Exercise: What is needed is every line of the data that includes the word "player". Please copy each one.

Data items:

================

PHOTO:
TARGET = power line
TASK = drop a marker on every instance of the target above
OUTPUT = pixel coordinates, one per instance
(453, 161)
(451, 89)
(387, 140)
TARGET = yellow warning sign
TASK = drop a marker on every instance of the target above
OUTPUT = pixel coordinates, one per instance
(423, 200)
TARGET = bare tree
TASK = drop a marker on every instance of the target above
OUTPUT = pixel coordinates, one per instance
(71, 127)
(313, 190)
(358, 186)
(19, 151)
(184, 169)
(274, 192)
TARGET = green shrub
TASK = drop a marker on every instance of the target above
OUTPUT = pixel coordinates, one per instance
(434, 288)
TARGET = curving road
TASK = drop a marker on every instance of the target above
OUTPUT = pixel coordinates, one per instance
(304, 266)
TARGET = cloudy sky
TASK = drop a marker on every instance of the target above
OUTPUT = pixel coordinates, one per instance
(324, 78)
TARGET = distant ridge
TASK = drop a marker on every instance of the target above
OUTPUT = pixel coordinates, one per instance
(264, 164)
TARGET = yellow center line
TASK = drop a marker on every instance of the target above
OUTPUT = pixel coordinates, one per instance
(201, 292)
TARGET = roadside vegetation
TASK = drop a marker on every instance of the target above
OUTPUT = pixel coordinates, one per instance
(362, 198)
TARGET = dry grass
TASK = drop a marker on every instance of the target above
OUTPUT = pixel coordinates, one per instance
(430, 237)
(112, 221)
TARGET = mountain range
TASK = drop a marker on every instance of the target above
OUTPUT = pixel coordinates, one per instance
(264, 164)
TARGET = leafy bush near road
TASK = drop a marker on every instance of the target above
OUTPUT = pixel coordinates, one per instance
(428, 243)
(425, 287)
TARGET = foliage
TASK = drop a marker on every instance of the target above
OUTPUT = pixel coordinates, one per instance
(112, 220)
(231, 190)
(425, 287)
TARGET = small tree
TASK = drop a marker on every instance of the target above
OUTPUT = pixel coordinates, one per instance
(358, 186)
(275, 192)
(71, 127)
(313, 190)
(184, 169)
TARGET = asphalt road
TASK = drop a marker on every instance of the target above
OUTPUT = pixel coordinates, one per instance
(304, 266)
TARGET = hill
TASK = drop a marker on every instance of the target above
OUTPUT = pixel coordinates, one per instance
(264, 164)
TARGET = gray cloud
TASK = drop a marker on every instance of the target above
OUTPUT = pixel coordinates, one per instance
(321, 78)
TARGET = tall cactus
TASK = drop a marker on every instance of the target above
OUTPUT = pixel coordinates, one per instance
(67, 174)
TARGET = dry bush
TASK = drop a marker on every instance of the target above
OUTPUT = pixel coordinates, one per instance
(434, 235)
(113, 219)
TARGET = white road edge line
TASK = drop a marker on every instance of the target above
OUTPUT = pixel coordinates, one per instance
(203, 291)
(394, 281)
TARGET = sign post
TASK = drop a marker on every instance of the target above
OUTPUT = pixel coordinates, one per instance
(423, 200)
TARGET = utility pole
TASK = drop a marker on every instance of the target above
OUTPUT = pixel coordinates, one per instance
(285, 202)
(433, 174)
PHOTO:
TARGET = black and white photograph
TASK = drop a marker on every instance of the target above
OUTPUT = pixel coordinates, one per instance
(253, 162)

================

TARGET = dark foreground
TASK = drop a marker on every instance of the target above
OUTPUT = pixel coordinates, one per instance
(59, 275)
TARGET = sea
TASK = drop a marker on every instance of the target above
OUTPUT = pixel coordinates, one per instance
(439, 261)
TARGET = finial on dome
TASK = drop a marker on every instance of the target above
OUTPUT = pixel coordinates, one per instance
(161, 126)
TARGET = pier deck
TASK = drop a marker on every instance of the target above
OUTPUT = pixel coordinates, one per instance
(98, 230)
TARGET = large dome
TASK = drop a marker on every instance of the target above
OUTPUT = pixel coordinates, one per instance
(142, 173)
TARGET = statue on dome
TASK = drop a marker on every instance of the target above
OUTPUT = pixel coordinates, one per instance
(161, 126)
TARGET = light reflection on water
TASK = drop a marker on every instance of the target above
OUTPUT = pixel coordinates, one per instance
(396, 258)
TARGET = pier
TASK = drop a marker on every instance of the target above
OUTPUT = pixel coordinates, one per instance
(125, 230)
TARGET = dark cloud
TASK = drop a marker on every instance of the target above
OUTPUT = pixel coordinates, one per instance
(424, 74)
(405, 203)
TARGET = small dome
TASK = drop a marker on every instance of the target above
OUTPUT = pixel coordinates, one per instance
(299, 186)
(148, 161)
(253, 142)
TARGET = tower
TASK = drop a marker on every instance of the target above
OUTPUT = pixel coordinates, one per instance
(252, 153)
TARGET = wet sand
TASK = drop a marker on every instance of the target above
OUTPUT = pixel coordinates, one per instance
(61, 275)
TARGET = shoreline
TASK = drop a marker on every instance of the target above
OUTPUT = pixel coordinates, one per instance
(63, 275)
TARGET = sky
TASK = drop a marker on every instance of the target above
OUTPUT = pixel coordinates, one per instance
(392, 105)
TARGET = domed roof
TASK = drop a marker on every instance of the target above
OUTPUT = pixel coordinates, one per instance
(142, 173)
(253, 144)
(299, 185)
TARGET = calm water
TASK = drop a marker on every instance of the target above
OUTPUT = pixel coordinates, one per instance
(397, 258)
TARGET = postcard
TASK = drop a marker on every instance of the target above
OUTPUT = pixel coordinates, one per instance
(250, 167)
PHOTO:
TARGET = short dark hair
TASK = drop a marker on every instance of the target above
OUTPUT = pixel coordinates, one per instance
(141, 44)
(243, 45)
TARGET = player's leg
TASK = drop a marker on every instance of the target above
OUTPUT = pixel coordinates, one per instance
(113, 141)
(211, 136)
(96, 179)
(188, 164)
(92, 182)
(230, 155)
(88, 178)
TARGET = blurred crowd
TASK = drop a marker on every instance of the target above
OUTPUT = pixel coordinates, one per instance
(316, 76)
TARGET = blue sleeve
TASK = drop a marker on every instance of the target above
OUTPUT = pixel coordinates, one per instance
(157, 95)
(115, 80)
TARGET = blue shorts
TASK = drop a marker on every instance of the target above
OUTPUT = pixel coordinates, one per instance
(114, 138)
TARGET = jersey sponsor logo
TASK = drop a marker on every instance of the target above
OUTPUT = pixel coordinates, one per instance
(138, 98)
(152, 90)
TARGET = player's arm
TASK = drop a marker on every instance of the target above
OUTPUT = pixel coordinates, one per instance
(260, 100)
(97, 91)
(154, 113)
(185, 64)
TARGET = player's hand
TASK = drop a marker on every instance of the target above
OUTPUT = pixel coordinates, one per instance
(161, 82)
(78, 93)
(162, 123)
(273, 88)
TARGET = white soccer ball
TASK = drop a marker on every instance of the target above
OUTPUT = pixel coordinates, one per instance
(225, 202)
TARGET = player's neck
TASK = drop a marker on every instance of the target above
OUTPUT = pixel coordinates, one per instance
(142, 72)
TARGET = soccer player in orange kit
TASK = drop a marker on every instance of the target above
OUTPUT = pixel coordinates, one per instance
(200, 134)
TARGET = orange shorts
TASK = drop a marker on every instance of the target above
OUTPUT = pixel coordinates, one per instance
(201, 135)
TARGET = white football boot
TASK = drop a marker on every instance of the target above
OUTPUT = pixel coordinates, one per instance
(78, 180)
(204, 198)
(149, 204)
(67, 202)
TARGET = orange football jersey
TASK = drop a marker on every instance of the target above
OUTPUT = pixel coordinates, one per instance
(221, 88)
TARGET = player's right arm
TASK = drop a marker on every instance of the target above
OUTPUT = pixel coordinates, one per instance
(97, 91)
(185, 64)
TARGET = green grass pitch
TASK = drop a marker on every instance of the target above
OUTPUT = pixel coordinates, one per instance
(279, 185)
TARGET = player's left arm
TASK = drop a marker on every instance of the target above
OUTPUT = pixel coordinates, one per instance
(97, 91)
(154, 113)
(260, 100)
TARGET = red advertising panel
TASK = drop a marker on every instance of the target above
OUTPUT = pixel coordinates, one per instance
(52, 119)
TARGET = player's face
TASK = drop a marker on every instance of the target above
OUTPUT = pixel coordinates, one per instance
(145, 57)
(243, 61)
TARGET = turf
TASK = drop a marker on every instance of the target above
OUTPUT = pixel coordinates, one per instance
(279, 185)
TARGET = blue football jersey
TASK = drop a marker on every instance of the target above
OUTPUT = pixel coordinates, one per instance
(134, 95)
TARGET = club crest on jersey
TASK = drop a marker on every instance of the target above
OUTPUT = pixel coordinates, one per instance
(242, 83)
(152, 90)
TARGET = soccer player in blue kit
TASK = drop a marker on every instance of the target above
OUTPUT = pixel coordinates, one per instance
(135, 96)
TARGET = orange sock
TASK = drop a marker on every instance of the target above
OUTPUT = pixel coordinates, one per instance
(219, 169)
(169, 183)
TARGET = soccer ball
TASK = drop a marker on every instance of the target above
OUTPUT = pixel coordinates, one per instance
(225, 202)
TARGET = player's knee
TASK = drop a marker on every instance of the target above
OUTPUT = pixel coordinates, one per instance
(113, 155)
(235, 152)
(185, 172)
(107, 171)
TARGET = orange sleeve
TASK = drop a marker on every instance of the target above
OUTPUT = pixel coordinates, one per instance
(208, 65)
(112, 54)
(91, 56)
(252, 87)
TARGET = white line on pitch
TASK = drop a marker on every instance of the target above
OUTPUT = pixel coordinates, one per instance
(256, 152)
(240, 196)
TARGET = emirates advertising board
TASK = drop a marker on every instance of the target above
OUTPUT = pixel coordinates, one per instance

================

Answer below:
TARGET = player's leg
TARGET = player's arm
TARGET = player's hand
TARGET = player's neck
TARGET = soccer player in orange kit
TARGET = player's right arm
TARGET = player's left arm
TARGET = player's face
TARGET = soccer player in blue kit
TARGET = player's knee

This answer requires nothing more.